▶ _ИСХОДНЫЙ ОТРЫВОК_:

◆ ◆ ◆ ◆ ◆ ◆ ◆

Это продолжалось до тех пор, пока один из заключенных не придумал ничего лучше, как выкрикнуть: «Смеерлап!»
Каждый немец в Антверпене прекрасно знал это ругательство. Фриц остолбенел от изумления. В коридоре и в камерах стало тихо. Фриц влетел в камеру, схватил заключенного за шиворот и начал трясти его изо всех сил.
– Как твоя фамилия, Шмеерлап? Как твоя фамилия, Шмеерлап? – повторял он в бешенстве.
Мы смеялись. Смеялись до слез. Смех звенел по всему коридору.
Да, такой была тюрьма на Бегейненстраат.
Проверка камер проводилась регулярно: еженедельно, иногда два раза в неделю и всегда неожиданно. Четверо или пятеро здоровенных немцев врывались в камеру, топая сапогами и крича для острастки. Все боялись этой проверки. В каждой камере всегда можно было обнаружить что-нибудь запретное. Мы нарочно нарушали тюремные правила: раз мы могли делать что-то «запретное», значит, нас еще не сломили.

◆ ◆ ◆ ◆ ◆ ◆ ◆

▶ _ВАШИ ЗАДАНИЯ_:
1. Ответьте на вопросы по отрывку о тюрьме на Бегейненстраат.
(a) Что выкрикнул один из заключенных?
(b) Как часто проводилась проверка камер?
(c) Сколько немцев врывались в камеру во время проверки?
2. Переведите на английский язык предложение из отрывка о тюрьме на Бегейненстраат: «Мы нарочно нарушали тюремные правила: раз мы могли делать что-то «запретное», значит, нас еще не сломили».

▶ _ПРЕДОСТАВЛЕННЫЙ МАТЕРИАЛ_:
◆ ◆ ◆ ◆ ◆ ◆ ◆

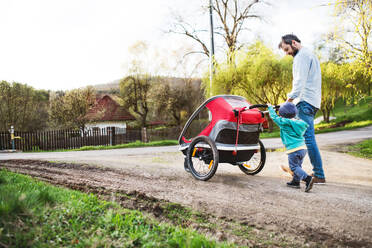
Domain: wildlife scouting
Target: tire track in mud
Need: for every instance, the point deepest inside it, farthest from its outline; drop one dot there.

◆ ◆ ◆ ◆ ◆ ◆ ◆

▶ _ОЖИДАЕМЫЕ РЕЗУЛЬТАТЫ_:
1.
(a) «Смеерлап!»
(b) Регулярно: еженедельно, иногда два раза в неделю, и всегда неожиданно.
(c) Четверо или пятеро.

2. We deliberately broke the prison rules: if we could do something "forbidden," it meant we had not yet been broken.